PROBLEM DETAILS –
Rewrite the records below as a Markdown table with the columns "Row" and "Line," numbering each line in order and dropping any blank lines.

◇ ◇ ◇ ◇ ◇ ◇ ◇

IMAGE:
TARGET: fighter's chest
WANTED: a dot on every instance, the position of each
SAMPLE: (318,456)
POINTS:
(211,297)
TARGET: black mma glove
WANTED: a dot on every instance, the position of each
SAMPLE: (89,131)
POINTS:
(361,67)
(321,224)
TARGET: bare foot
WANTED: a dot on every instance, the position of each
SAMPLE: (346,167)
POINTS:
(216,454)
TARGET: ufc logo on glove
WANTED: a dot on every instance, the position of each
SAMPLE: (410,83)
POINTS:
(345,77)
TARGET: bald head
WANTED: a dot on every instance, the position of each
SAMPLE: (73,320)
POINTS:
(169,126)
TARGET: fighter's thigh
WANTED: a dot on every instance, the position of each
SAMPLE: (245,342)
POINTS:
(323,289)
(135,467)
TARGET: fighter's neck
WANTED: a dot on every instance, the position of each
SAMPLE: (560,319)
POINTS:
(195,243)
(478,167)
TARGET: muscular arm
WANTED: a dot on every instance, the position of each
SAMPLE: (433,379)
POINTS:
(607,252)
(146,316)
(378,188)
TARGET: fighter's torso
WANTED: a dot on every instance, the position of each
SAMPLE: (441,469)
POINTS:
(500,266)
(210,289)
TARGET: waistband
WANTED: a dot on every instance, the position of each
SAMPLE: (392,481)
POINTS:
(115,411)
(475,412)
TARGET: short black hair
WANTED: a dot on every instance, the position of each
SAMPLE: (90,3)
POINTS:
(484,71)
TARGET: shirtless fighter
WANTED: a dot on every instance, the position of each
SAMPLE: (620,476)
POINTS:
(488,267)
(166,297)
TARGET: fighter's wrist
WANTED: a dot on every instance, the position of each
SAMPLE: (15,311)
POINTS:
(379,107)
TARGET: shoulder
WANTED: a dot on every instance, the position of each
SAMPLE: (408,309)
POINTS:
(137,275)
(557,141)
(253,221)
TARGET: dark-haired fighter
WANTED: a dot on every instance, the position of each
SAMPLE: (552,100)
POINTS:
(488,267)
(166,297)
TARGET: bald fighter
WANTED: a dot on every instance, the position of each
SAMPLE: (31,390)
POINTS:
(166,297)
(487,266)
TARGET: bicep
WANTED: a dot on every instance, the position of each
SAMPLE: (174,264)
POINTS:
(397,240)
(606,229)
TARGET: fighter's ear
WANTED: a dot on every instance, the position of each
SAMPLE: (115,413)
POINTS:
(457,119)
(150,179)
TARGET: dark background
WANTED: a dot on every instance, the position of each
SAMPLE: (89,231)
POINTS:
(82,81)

◇ ◇ ◇ ◇ ◇ ◇ ◇

ANSWER –
| Row | Line |
|---|---|
| 1 | IMAGE: |
| 2 | TARGET: fighter's chest |
| 3 | WANTED: a dot on every instance, the position of each |
| 4 | SAMPLE: (318,456) |
| 5 | POINTS: |
| 6 | (211,297) |
| 7 | TARGET: black mma glove |
| 8 | WANTED: a dot on every instance, the position of each |
| 9 | SAMPLE: (89,131) |
| 10 | POINTS: |
| 11 | (361,67) |
| 12 | (321,224) |
| 13 | TARGET: bare foot |
| 14 | WANTED: a dot on every instance, the position of each |
| 15 | SAMPLE: (346,167) |
| 16 | POINTS: |
| 17 | (216,454) |
| 18 | TARGET: ufc logo on glove |
| 19 | WANTED: a dot on every instance, the position of each |
| 20 | SAMPLE: (410,83) |
| 21 | POINTS: |
| 22 | (345,77) |
| 23 | TARGET: bald head |
| 24 | WANTED: a dot on every instance, the position of each |
| 25 | SAMPLE: (73,320) |
| 26 | POINTS: |
| 27 | (169,126) |
| 28 | TARGET: fighter's thigh |
| 29 | WANTED: a dot on every instance, the position of each |
| 30 | SAMPLE: (245,342) |
| 31 | POINTS: |
| 32 | (323,289) |
| 33 | (135,467) |
| 34 | TARGET: fighter's neck |
| 35 | WANTED: a dot on every instance, the position of each |
| 36 | SAMPLE: (560,319) |
| 37 | POINTS: |
| 38 | (195,243) |
| 39 | (478,167) |
| 40 | TARGET: muscular arm |
| 41 | WANTED: a dot on every instance, the position of each |
| 42 | SAMPLE: (433,379) |
| 43 | POINTS: |
| 44 | (607,252) |
| 45 | (146,316) |
| 46 | (378,188) |
| 47 | TARGET: fighter's torso |
| 48 | WANTED: a dot on every instance, the position of each |
| 49 | SAMPLE: (441,469) |
| 50 | POINTS: |
| 51 | (500,266) |
| 52 | (210,289) |
| 53 | TARGET: waistband |
| 54 | WANTED: a dot on every instance, the position of each |
| 55 | SAMPLE: (392,481) |
| 56 | POINTS: |
| 57 | (115,411) |
| 58 | (475,412) |
| 59 | TARGET: short black hair |
| 60 | WANTED: a dot on every instance, the position of each |
| 61 | SAMPLE: (90,3) |
| 62 | POINTS: |
| 63 | (484,71) |
| 64 | TARGET: shirtless fighter |
| 65 | WANTED: a dot on every instance, the position of each |
| 66 | SAMPLE: (620,476) |
| 67 | POINTS: |
| 68 | (488,267) |
| 69 | (166,297) |
| 70 | TARGET: fighter's wrist |
| 71 | WANTED: a dot on every instance, the position of each |
| 72 | SAMPLE: (15,311) |
| 73 | POINTS: |
| 74 | (379,107) |
| 75 | TARGET: shoulder |
| 76 | WANTED: a dot on every instance, the position of each |
| 77 | SAMPLE: (408,309) |
| 78 | POINTS: |
| 79 | (137,275) |
| 80 | (557,141) |
| 81 | (253,221) |
| 82 | TARGET: dark-haired fighter |
| 83 | WANTED: a dot on every instance, the position of each |
| 84 | SAMPLE: (552,100) |
| 85 | POINTS: |
| 86 | (488,267) |
| 87 | (166,297) |
| 88 | TARGET: bald fighter |
| 89 | WANTED: a dot on every instance, the position of each |
| 90 | SAMPLE: (31,390) |
| 91 | POINTS: |
| 92 | (166,297) |
| 93 | (487,266) |
| 94 | TARGET: bicep |
| 95 | WANTED: a dot on every instance, the position of each |
| 96 | SAMPLE: (174,264) |
| 97 | POINTS: |
| 98 | (397,240) |
| 99 | (606,229) |
| 100 | TARGET: fighter's ear |
| 101 | WANTED: a dot on every instance, the position of each |
| 102 | SAMPLE: (115,413) |
| 103 | POINTS: |
| 104 | (457,119) |
| 105 | (150,179) |
| 106 | TARGET: dark background |
| 107 | WANTED: a dot on every instance, the position of each |
| 108 | SAMPLE: (89,231) |
| 109 | POINTS: |
| 110 | (82,81) |